PROBLEM TO SOLVE - From the top of the records below down to the line containing "129 251 L 153", reproduce every line exactly.

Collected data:
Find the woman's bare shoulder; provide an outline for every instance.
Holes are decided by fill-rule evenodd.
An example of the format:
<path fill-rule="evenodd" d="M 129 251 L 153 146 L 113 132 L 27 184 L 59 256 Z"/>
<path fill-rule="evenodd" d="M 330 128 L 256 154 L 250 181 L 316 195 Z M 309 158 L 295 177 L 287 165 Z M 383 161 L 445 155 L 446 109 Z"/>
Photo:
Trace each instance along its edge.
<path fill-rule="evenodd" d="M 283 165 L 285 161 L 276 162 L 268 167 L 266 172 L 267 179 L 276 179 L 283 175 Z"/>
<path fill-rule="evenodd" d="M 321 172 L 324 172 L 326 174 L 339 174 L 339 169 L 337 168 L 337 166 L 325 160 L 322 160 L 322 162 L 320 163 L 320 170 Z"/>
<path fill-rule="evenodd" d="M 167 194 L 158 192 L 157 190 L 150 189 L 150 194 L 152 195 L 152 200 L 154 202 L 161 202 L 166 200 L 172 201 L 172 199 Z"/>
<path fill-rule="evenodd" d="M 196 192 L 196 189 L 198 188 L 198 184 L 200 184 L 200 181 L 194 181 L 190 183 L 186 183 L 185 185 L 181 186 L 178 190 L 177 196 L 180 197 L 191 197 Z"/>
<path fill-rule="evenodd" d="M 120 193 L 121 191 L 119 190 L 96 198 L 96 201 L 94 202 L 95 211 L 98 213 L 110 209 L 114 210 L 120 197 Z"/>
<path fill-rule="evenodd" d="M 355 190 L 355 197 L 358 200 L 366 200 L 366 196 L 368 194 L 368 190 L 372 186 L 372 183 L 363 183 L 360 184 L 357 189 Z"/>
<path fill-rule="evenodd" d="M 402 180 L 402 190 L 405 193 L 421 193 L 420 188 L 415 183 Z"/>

EXERCISE OUTPUT -
Find the woman's bare shoulder; provide an outline for every instance.
Holes are decided by fill-rule evenodd.
An example of the format:
<path fill-rule="evenodd" d="M 129 251 L 153 146 L 113 132 L 27 184 L 59 256 Z"/>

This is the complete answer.